## Problem to work on
Write out the lines from the line containing "Practice step: find the car's rear" through the final line of the listing below, exactly, omitting every other line.

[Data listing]
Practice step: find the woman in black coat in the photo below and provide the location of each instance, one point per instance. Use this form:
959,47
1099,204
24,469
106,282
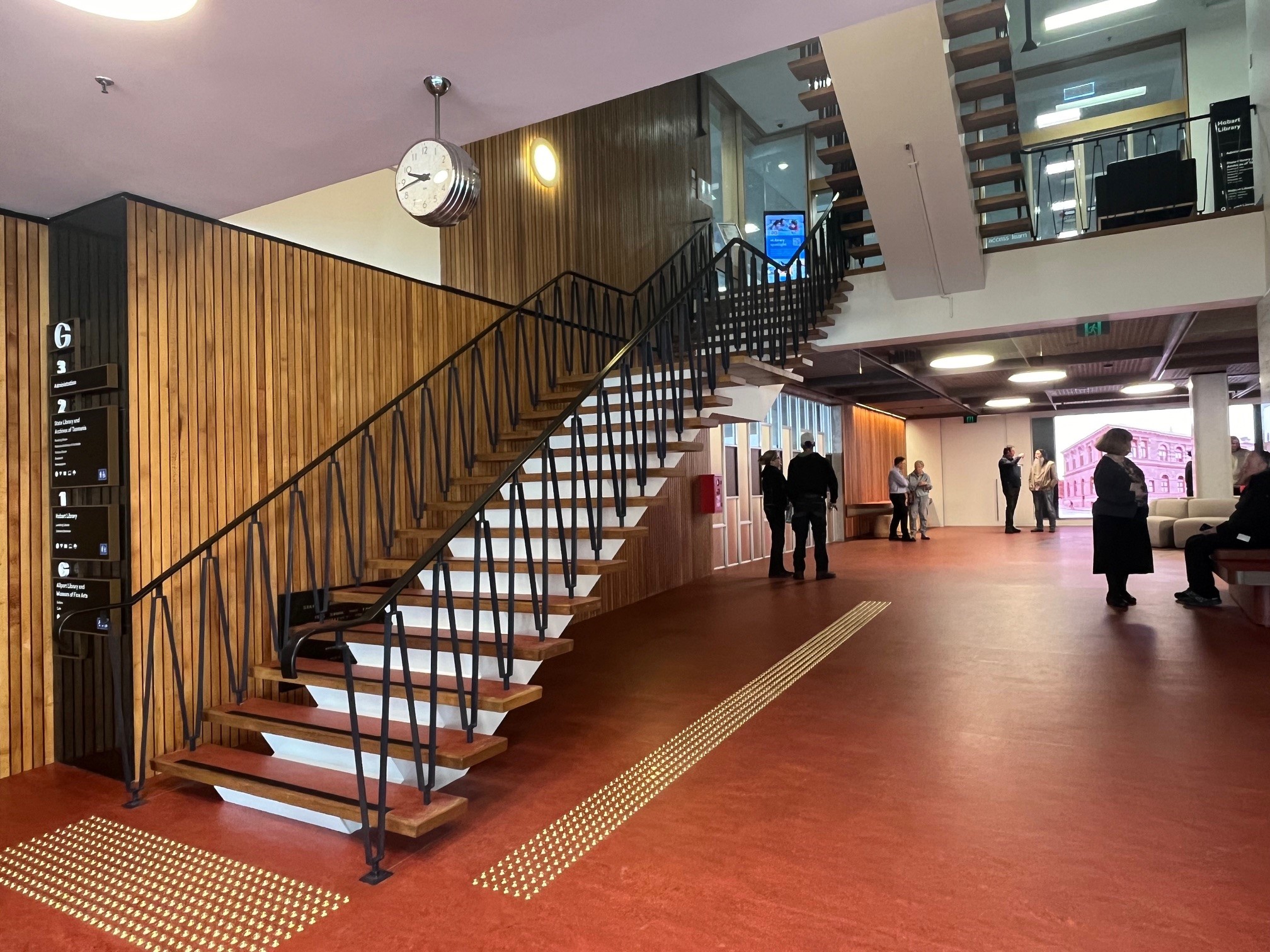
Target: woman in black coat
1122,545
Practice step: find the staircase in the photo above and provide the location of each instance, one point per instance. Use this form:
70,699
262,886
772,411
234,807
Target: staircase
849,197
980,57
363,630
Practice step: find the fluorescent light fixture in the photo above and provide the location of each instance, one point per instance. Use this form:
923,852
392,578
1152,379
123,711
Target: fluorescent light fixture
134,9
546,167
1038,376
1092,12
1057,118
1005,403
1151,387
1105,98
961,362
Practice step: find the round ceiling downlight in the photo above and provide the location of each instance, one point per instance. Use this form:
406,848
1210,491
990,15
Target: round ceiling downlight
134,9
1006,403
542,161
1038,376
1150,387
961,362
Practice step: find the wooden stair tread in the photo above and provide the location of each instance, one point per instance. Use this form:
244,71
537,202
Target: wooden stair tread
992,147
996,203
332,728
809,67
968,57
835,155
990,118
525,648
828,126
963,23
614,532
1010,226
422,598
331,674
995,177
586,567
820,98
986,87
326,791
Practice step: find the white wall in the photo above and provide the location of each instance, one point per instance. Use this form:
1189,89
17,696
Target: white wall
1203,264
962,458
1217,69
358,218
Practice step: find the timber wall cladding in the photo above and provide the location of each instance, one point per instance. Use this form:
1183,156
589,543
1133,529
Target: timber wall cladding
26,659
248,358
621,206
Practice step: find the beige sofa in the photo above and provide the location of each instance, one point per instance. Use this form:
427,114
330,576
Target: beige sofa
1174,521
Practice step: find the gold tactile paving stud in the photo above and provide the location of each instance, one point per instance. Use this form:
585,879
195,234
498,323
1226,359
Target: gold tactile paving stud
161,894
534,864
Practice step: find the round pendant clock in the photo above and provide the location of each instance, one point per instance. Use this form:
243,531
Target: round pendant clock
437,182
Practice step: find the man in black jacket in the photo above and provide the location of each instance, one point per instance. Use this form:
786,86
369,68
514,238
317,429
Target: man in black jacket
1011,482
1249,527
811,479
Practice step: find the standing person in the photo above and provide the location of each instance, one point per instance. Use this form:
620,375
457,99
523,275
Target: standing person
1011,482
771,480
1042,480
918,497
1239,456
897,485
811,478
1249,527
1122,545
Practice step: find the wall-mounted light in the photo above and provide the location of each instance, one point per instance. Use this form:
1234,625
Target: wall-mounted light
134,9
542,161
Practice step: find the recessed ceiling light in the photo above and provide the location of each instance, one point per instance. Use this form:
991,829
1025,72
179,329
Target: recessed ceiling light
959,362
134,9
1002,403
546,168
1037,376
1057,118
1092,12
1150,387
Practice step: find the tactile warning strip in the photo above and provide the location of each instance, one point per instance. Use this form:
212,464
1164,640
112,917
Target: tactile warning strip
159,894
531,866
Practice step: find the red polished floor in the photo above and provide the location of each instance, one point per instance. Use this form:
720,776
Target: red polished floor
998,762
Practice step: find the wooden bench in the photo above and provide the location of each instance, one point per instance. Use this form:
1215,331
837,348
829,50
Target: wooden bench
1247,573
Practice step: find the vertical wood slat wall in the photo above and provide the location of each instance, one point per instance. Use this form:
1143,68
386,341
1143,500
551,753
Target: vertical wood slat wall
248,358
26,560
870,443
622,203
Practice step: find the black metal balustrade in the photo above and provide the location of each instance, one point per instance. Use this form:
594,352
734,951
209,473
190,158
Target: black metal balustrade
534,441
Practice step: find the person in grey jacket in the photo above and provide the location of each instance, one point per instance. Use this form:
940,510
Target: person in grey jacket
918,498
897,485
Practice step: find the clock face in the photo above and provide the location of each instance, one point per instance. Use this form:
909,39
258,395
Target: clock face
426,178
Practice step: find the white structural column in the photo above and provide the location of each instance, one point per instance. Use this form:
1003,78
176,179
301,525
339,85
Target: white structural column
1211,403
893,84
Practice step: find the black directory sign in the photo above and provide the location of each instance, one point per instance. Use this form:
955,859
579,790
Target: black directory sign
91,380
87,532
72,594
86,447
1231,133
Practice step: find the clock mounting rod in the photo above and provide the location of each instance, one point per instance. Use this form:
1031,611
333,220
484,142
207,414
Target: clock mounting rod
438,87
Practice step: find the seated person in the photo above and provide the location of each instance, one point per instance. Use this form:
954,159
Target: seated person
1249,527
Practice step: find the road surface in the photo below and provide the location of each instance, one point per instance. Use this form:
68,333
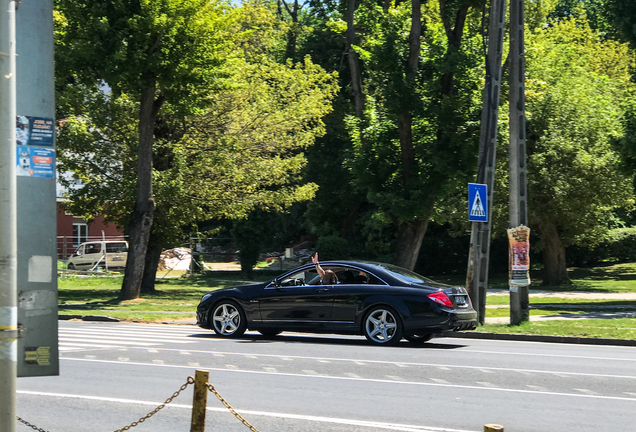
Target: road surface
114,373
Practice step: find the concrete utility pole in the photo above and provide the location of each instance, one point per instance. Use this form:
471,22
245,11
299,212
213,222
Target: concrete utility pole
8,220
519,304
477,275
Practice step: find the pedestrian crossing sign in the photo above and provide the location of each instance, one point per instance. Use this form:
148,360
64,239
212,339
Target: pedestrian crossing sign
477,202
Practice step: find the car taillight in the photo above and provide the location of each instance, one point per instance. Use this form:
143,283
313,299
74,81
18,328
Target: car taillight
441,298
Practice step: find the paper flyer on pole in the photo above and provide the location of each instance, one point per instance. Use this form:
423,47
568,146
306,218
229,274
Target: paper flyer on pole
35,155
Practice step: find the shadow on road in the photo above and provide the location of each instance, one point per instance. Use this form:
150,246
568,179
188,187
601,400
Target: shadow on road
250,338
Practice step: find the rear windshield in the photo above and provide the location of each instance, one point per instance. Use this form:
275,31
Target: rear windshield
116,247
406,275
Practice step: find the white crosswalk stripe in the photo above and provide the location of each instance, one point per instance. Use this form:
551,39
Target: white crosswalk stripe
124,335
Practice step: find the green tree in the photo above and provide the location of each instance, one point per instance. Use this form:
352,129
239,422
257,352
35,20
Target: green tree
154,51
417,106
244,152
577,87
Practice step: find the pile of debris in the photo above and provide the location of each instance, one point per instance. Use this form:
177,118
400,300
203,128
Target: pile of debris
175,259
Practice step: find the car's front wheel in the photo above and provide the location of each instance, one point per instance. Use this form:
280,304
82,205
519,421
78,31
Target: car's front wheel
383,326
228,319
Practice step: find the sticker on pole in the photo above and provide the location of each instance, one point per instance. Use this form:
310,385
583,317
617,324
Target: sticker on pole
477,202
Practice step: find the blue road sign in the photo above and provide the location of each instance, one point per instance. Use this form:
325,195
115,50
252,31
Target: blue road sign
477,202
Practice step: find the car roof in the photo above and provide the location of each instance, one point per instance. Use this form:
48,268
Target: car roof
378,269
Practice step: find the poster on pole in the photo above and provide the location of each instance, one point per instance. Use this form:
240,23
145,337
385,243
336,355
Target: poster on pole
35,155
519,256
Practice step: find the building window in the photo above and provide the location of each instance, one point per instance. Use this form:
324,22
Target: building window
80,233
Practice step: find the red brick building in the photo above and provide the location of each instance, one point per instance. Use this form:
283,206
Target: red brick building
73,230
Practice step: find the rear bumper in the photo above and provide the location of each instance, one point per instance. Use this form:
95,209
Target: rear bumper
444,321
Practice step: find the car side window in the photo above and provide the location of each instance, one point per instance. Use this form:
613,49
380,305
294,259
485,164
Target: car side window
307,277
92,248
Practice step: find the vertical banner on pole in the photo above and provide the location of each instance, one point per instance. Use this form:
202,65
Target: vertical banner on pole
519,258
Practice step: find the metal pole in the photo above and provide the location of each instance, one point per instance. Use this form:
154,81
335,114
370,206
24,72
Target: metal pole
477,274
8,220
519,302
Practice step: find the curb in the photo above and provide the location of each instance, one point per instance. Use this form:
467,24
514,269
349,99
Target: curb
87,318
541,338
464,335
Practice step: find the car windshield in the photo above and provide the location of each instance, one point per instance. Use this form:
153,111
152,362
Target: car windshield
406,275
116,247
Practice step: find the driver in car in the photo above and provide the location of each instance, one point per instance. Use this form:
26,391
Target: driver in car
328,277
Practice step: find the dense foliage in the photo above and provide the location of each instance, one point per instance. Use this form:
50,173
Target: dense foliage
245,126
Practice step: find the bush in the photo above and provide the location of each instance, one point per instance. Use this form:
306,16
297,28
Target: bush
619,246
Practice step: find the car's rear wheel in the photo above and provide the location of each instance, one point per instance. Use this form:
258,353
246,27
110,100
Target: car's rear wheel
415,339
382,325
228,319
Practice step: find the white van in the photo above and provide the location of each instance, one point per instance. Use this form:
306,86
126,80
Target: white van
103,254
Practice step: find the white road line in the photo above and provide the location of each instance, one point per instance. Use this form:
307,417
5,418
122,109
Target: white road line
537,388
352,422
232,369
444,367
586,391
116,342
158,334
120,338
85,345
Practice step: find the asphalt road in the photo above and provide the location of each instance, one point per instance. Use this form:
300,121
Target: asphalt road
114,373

## Full response
Practice step: find the car's rear wheel in the photo above and provide the location of each instance, one point per instance. Use this form:
258,353
246,27
110,100
Target: car's rear wheel
415,339
382,325
228,319
Practice step: find the white van in the photo above and provide the location of each instance, one point per instance. Use this form:
306,86
126,80
Target: white van
103,254
Practice step: find the white road line in the photo above and provide the location of each instance, one point per instance. Use this form:
307,417
5,418
122,109
Target: white road line
537,388
352,422
232,369
444,367
586,391
116,342
158,334
120,338
85,345
Practice step: find the asphalt road in the photo above and provide the location of each instance, one point per instance. Use this form:
300,121
Target: asphalt road
114,373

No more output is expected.